(Rows from a pointing dataset)
>>>
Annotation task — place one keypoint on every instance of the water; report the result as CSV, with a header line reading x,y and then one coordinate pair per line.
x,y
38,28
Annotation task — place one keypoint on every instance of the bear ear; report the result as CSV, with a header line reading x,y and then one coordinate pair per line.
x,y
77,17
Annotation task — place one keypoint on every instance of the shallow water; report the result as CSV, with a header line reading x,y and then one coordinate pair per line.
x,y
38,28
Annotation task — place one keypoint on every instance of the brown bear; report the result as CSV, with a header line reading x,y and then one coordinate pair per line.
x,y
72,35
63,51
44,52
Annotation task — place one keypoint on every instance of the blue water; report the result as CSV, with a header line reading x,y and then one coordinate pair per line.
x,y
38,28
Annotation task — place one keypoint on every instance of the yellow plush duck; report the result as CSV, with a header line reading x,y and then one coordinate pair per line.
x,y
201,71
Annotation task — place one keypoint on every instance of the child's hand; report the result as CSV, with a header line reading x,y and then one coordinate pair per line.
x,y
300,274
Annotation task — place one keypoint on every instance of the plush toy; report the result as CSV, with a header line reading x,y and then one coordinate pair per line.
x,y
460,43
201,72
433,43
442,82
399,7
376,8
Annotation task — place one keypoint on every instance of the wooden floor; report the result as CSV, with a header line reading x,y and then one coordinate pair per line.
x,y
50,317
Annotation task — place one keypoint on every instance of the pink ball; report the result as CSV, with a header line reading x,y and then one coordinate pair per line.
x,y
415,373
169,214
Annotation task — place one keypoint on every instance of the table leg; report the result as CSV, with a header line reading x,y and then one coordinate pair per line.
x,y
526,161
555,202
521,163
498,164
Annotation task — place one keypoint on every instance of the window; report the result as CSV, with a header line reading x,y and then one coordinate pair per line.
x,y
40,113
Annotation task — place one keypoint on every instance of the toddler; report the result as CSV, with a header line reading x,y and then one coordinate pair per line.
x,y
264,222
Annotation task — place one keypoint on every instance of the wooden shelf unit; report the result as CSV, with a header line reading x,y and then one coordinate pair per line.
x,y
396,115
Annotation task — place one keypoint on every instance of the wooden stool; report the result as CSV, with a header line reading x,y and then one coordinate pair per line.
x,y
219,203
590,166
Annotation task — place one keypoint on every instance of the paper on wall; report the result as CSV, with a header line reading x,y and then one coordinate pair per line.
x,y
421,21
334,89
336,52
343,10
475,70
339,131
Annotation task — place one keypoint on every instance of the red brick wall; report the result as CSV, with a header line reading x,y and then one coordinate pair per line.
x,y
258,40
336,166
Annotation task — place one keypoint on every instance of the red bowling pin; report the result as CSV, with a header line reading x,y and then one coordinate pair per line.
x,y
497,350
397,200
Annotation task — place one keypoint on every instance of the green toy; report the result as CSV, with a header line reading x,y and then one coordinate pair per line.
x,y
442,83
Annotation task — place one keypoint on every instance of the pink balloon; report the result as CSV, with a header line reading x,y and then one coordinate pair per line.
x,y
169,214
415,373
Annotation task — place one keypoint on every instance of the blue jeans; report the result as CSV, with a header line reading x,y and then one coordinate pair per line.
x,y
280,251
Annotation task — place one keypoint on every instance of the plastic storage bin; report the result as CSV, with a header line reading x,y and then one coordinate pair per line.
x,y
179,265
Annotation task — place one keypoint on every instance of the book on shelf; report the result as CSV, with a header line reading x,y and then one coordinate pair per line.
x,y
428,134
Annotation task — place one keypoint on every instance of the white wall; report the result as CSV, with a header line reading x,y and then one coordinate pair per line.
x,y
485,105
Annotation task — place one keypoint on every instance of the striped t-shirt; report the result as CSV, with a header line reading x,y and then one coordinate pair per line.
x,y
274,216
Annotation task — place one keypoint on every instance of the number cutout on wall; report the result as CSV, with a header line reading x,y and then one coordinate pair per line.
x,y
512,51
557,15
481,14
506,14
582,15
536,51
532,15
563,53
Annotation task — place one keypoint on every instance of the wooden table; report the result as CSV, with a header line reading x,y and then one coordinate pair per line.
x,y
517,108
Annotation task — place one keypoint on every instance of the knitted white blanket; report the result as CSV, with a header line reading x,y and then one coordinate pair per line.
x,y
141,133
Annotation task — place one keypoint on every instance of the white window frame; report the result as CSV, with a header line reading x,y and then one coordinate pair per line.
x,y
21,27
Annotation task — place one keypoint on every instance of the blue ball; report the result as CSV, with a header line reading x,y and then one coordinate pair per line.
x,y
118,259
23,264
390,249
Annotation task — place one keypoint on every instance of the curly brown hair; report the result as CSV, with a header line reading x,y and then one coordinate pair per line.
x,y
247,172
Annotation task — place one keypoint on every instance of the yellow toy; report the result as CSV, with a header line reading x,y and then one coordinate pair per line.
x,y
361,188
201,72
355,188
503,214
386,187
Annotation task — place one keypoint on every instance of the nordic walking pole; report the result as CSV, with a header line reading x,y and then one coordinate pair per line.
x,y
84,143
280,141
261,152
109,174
<<<
● **PROBLEM**
From the first line to the last, retype the data exactly.

● **COMPLETE ANSWER**
Annotation task — place one keypoint on every instance of the water; report the result as CSV, with a header line reading x,y and then one coordinate pair per line.
x,y
38,28
Annotation task — place one keypoint on every instance of the bear ear; report the result as CSV, with a header line reading x,y and then one coordinate pair per line.
x,y
77,17
Annotation task — place one keypoint on every instance of the shallow water; report the result as CSV, with a header line reading x,y and then one coordinate pair per line.
x,y
38,28
Annotation task — place one keypoint on every instance of the brown bear; report the result as CSV, with a header line reading x,y and then one coordinate pair per line.
x,y
72,35
63,51
44,52
Annotation task — place one keypoint on every instance of the blue water; report the result as CSV, with a header line reading x,y and then one coordinate pair per line.
x,y
38,28
Annotation task — place one keypoint on every instance of the yellow plush duck; report the result as CSV, with a header line reading x,y and then one coordinate pair per line.
x,y
201,71
Annotation task — place one keypoint on every instance of the child's hand; report the result as CSV, with a header line reading x,y and then one coordinate pair per line.
x,y
300,274
Annotation task — place one keypoint on every instance of the plush toy; report the result as CSV, with a header line reading x,y and then one coordinate pair per line.
x,y
460,43
201,72
433,43
442,82
399,7
376,8
Annotation task — place one keypoint on every instance of the wooden floor; report the result as CSV, with a header line reading x,y and then one coordinate pair per line.
x,y
50,317
Annotation task — place one keypoint on every instance of the pink ball; report the result as CSV, with a header line reading x,y and then one coordinate pair per line.
x,y
415,373
169,214
Annotation task — place one keypoint on every instance of the table leg; report the result as CSV, with a header line reading x,y and then one coordinate pair per line.
x,y
526,161
555,202
521,163
498,164
Annotation task — place one keypoint on every instance of the window; report the result as CSV, with a header line reading x,y and then one coordinate pair per line.
x,y
40,113
Annotation task — place one keypoint on every instance of the toddler; report the result as CSV, with a header line reading x,y and then one coordinate pair per line.
x,y
264,222
Annotation task — place one keypoint on every instance of the wooden shelf unit; report the result as CSV, with a header line reading x,y and then one coordinate pair per line.
x,y
396,115
Annotation task — place one keypoint on every instance of the wooden stool; report the result as CSV, with a header line reading x,y and then one coordinate pair per line.
x,y
219,203
590,166
Annotation task — place one keypoint on every instance of the paper on wall; report the result as CSV, with a header line reading x,y and then one coordinate pair per line.
x,y
421,21
334,89
336,52
343,10
475,70
339,131
Annotation task — place one keypoint on every instance of the red brick wall; report the result as CSV, with a header line reading x,y and then one coordinate pair per line.
x,y
258,40
336,166
Annotation task — place one keypoint on every instance of the red bowling pin; report the result as CSV, with a header line reading x,y and then one coordinate pair per line.
x,y
497,350
397,200
Annotation task — place one keypoint on every instance of the green toy; report the result as CSV, with a header line reading x,y and then one coordinate pair per line.
x,y
442,83
Annotation task — place one keypoint on every instance of the pink balloon; report the result as CSV, with a header line reading x,y and then one coordinate pair per line.
x,y
169,214
415,373
Annotation task — place one keypoint on every instance of the blue jeans; report the result as CSV, with a header line reading x,y and then one coordinate pair per line.
x,y
280,251
Annotation task — place one keypoint on every instance of the plastic storage bin; report the result as CSV, with a header line reading x,y and then one coordinate pair per line.
x,y
179,265
Annotation task — place one keypoint on every instance of the book on shelf; report the result as CSV, with a header line reading x,y and then one coordinate pair per line.
x,y
428,134
Annotation task — place one keypoint on every instance of the white wall; report the result as CSV, with a header line reading x,y and then one coordinate pair per line.
x,y
485,105
Annotation task — place one keypoint on every instance of the striped t-shirt; report the result as CSV, with a header line reading x,y and then one coordinate pair per line.
x,y
274,216
Annotation task — place one keypoint on every instance of the number cutout on wall; report the result as CSV, with a header line reading x,y and then one coordinate pair per line.
x,y
512,51
557,15
481,14
506,14
582,15
536,51
532,15
563,53
Annotation task — place one keypoint on every instance of the wooden table; report the result as CSV, with a header line reading x,y and then one coordinate pair per line.
x,y
517,108
Annotation task — place one keypoint on every instance of the knitted white blanket; report the result as CSV, with a header line reading x,y and then one coordinate pair per line.
x,y
141,133
Annotation task — place one keypoint on every instance of the white window frame; report the result as CSV, with a header line reading x,y and then one coordinate pair per line.
x,y
21,27
Annotation task — place one keypoint on every instance of the blue ball; report the result as CSV, with a header line reading x,y and then one coordinate pair per line.
x,y
118,259
23,264
390,249
Annotation task — place one keypoint on every instance of the curly brown hair; report the result as CSV, with a header line reading x,y and then one coordinate pair per line.
x,y
247,172
Annotation task — place one keypoint on every instance of the yellow toy; report the result as CSV, with a header line reading x,y and then one coordinate pair per line.
x,y
361,188
201,72
355,188
503,214
386,187
Annotation task — place one keypoint on every instance of the nordic walking pole; report the result as CSV, with a header line reading x,y and then one coordinate pair per line.
x,y
84,143
280,141
261,152
109,174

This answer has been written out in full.